===== Dataset extract

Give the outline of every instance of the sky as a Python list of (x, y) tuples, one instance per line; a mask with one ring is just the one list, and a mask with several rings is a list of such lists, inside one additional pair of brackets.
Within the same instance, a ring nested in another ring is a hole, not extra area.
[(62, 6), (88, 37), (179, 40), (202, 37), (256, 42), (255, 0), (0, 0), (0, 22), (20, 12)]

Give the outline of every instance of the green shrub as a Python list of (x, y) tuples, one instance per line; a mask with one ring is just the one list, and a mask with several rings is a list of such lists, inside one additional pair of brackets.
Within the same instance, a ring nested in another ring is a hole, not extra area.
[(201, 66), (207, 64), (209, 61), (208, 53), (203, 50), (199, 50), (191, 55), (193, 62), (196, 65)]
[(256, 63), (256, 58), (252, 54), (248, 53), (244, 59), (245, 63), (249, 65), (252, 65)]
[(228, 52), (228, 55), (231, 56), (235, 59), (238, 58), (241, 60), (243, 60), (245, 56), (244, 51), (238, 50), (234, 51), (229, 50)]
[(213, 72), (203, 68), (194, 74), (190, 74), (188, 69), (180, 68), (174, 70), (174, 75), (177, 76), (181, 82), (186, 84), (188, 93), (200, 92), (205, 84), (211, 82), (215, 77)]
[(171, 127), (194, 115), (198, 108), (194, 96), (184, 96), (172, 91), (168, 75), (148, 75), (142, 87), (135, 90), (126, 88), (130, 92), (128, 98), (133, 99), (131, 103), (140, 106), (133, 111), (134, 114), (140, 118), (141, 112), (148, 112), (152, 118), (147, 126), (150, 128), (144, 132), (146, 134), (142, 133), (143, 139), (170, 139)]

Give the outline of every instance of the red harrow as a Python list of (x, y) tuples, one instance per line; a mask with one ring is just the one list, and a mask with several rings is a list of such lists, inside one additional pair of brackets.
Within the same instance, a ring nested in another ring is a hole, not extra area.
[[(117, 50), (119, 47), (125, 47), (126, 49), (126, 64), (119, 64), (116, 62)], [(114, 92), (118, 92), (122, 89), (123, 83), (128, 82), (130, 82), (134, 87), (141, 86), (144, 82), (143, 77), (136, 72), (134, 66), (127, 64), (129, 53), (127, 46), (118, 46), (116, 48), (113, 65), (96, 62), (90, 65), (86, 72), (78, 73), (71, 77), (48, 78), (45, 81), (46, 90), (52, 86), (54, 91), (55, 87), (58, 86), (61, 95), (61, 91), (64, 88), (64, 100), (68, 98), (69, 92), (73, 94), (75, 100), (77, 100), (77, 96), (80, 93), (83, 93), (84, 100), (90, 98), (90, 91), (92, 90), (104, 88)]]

==========

### Exercise
Convert the part of the listing from its start through the line containing "22), (20, 12)]", both ends included, into a JSON list of strings, one string per line, leaving out any blank lines.

### Full answer
[
  "Give the outline of every instance of the sky as a Python list of (x, y) tuples, one instance per line; a mask with one ring is just the one list, and a mask with several rings is a list of such lists, inside one additional pair of brackets.",
  "Within the same instance, a ring nested in another ring is a hole, not extra area.",
  "[(62, 6), (88, 37), (179, 40), (202, 37), (256, 42), (255, 0), (0, 0), (0, 22), (20, 12)]"
]